‘Paul McCartney & Wings’ (1977)

As 1977 dawned, Wings were – if you can forgive the timeworn pun – flying high. Soaring, in fact. On the back of three consecutive chart-topping albums and a seemingly endless barrage of hit singles, they had undertaken a triumphant year-long world tour, playing to around a million people. The resulting live album, Wings Over America, hit #1 in the US charts (one of only three triple-LP sets ever to do so) and made the top ten in most other countries.  Paul had achieved what many thought would be impossible after The Beatles, and conquered the music world a second time. This period was probably the commercial peak of his solo career, with Wings established as one of the biggest bands on the planet (and their most popular global single, ‘Mull of Kintyre’, was still to come). And this elite status was reflected in the fact that, even though the rock biography market was still in its infancy in the mid-70s, his group was the subject of not one, but two books that year. Both large format, hardback productions, both telling the story of the band’s inception and rise to the top, and both – rather confusingly – entitled Paul McCartney & Wings.

+++

Set problem -> Reproduce the full passage about Paul McCartney & Wings in 1977 word for word. The material has a different source from the passage about Paul McCartney & Wings in 1977.

Available data ->
+++

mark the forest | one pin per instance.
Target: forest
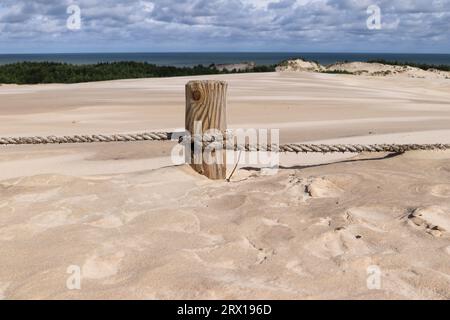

+++

Final answer ->
‘Paul McCartney & Wings’ (1977)

As 1977 dawned, Wings were – if you can forgive the timeworn pun – flying high. Soaring, in fact. On the back of three consecutive chart-topping albums and a seemingly endless barrage of hit singles, they had undertaken a triumphant year-long world tour, playing to around a million people. The resulting live album, Wings Over America, hit #1 in the US charts (one of only three triple-LP sets ever to do so) and made the top ten in most other countries.  Paul had achieved what many thought would be impossible after The Beatles, and conquered the music world a second time. This period was probably the commercial peak of his solo career, with Wings established as one of the biggest bands on the planet (and their most popular global single, ‘Mull of Kintyre’, was still to come). And this elite status was reflected in the fact that, even though the rock biography market was still in its infancy in the mid-70s, his group was the subject of not one, but two books that year. Both large format, hardback productions, both telling the story of the band’s inception and rise to the top, and both – rather confusingly – entitled Paul McCartney & Wings.